Count the lines of the material below that contain the string "background" and reply with that number alone.

^^^^^^^^

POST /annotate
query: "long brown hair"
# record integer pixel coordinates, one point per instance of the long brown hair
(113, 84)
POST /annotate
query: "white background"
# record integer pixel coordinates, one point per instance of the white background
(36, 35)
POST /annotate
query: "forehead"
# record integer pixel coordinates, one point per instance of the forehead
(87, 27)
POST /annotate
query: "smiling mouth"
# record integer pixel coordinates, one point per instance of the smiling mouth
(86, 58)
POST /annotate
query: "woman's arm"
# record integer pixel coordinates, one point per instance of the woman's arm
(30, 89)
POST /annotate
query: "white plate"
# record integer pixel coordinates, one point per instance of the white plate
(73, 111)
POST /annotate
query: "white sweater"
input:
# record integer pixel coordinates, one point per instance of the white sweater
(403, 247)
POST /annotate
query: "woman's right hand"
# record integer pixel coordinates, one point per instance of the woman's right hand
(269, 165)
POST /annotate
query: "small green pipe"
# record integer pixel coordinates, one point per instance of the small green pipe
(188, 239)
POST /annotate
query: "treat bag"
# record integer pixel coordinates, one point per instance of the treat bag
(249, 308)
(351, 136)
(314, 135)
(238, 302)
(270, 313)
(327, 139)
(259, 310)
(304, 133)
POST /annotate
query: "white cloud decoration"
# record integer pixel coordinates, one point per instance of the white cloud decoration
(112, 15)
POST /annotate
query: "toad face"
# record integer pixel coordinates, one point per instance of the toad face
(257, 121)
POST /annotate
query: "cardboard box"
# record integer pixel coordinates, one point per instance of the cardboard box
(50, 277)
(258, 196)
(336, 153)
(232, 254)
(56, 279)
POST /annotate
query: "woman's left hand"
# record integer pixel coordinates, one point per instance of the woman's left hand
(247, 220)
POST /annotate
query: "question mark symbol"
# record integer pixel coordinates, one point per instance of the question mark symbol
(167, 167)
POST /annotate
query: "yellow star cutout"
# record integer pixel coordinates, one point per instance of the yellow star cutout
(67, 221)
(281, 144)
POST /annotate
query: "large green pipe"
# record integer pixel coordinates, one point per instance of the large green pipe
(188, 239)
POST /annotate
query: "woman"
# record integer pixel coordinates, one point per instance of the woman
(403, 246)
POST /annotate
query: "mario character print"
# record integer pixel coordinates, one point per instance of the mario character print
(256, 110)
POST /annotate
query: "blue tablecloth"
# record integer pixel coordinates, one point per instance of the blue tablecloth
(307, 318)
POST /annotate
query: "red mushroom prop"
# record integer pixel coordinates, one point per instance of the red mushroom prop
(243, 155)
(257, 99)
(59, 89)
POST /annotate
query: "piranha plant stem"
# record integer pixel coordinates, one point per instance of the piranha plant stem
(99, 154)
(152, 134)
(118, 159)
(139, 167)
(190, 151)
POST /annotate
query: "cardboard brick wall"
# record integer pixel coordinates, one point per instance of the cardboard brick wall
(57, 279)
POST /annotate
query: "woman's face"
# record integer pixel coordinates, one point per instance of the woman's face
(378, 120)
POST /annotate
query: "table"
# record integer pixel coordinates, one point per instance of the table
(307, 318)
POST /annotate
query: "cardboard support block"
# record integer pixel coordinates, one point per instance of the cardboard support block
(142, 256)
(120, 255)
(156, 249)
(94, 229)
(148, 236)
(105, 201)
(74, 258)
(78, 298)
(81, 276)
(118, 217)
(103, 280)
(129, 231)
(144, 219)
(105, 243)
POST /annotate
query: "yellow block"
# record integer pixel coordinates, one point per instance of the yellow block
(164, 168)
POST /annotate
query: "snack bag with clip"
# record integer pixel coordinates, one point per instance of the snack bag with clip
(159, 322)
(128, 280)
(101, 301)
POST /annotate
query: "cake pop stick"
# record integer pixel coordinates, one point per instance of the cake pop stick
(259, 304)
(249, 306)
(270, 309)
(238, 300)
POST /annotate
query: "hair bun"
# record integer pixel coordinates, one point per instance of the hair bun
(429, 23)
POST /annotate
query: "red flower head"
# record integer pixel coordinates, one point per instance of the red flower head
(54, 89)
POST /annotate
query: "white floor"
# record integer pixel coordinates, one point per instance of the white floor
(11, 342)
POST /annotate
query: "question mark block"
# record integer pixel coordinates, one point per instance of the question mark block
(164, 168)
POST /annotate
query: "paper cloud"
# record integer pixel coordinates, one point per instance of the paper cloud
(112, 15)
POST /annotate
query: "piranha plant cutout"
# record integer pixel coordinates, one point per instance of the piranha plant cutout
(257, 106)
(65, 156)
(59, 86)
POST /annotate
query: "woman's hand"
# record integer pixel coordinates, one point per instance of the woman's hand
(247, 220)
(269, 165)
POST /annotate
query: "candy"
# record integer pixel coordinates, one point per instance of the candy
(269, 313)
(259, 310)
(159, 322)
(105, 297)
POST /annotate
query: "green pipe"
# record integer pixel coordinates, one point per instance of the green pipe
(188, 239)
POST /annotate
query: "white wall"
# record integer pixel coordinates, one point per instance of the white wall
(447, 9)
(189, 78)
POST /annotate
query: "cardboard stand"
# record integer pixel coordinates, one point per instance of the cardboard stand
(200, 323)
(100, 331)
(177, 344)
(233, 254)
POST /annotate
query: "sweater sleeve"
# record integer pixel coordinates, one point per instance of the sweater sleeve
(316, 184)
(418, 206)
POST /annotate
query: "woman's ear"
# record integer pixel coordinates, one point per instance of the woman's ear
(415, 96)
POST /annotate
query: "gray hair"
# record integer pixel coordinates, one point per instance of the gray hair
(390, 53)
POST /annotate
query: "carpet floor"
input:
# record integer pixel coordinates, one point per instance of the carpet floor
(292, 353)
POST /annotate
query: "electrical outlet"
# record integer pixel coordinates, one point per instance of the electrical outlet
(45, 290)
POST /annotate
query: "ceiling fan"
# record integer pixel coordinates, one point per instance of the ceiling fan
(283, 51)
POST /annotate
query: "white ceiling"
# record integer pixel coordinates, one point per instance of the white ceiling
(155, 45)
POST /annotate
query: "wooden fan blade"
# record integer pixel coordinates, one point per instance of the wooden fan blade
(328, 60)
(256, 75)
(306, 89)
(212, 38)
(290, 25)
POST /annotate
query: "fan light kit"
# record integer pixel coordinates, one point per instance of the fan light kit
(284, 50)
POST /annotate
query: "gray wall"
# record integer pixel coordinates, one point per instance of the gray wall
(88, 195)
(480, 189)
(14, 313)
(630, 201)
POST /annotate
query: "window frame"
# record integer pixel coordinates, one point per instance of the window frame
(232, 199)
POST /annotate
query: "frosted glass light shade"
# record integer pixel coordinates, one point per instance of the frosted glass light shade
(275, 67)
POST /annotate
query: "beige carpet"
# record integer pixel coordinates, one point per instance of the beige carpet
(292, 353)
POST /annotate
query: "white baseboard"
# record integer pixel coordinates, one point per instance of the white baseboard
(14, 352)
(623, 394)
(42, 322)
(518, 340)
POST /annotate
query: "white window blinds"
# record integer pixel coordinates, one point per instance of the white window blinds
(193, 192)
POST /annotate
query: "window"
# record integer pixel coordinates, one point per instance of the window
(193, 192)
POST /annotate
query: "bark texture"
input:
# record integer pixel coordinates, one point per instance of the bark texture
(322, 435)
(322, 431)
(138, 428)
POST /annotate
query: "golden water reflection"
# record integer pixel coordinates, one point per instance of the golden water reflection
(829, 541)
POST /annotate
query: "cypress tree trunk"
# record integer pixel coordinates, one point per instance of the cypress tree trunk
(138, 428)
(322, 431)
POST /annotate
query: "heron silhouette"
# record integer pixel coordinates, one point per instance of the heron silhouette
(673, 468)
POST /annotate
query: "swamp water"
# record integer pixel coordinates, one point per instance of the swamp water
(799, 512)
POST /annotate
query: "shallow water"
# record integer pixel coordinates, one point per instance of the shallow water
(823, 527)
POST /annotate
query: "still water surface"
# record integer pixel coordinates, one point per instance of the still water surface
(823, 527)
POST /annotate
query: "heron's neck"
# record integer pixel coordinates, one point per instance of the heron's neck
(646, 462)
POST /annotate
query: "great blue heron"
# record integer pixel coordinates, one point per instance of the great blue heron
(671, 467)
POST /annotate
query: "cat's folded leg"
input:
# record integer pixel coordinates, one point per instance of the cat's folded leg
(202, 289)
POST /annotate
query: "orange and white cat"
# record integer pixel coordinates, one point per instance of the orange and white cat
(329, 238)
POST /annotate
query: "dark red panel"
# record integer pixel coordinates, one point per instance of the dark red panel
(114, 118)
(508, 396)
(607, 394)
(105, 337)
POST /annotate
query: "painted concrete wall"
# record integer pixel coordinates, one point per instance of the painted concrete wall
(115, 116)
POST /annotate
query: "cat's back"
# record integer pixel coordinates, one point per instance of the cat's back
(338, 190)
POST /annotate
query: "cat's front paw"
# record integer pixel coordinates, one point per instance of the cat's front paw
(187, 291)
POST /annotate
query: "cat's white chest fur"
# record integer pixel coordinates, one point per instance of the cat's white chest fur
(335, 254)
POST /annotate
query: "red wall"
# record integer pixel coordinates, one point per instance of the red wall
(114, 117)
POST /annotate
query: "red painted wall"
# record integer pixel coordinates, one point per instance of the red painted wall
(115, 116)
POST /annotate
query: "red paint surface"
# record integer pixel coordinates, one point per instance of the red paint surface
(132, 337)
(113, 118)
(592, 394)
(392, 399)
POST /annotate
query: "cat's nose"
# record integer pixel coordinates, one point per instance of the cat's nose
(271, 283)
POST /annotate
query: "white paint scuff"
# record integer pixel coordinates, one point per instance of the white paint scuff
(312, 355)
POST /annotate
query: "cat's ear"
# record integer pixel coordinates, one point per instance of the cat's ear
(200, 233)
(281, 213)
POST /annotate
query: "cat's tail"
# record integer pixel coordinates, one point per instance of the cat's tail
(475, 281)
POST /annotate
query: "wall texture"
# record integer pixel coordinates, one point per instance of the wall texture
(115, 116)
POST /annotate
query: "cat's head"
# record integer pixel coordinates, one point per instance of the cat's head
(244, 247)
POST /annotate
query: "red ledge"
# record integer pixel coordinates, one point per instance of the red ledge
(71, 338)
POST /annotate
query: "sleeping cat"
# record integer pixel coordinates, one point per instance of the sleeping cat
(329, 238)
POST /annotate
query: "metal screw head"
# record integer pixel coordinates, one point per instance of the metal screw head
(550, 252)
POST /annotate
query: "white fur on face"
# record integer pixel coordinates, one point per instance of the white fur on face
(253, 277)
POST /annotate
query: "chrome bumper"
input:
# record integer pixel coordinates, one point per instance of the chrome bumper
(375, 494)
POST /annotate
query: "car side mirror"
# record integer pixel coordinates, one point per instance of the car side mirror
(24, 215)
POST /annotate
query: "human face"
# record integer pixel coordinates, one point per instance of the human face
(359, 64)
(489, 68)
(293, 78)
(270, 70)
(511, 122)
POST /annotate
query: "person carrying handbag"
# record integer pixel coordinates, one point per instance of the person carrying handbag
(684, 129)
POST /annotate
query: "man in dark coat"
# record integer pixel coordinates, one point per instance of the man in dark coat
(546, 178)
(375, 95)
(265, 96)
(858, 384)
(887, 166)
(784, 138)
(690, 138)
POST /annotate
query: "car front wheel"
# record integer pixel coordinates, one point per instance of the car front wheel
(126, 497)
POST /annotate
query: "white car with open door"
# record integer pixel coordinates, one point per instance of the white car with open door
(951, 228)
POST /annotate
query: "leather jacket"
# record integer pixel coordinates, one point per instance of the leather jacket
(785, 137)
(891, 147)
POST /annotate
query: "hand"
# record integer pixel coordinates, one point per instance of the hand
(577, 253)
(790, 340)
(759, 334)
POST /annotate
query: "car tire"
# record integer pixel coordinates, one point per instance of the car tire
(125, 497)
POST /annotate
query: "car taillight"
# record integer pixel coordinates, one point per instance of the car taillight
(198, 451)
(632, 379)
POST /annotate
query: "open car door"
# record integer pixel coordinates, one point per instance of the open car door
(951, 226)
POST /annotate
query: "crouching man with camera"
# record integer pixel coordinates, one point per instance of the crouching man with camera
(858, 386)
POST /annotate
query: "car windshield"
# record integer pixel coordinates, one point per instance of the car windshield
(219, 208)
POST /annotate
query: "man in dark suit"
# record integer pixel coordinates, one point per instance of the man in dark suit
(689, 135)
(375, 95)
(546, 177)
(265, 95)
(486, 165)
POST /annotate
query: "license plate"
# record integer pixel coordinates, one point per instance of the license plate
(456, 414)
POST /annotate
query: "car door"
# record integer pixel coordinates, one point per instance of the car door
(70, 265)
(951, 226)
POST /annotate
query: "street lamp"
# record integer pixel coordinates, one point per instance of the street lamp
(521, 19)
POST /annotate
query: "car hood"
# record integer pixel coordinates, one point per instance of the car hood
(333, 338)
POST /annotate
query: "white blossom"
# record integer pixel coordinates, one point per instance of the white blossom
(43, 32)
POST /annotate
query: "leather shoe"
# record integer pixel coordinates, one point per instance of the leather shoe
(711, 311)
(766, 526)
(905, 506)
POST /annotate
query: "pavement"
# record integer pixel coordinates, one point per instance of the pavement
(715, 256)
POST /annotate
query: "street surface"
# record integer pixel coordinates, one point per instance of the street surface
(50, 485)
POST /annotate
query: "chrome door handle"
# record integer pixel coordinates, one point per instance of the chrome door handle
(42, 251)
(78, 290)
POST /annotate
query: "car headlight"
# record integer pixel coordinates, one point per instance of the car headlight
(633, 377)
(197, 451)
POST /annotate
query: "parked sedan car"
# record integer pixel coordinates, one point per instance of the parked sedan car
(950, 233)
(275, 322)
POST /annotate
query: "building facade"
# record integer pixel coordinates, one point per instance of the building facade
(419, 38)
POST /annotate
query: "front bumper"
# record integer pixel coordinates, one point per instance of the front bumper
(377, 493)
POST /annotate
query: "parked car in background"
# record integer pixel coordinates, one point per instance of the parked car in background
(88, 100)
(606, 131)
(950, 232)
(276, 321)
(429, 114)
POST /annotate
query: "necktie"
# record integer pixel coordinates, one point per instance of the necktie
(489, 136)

^^^^^^^^

• ANSWER TO THIS PROBLEM: 4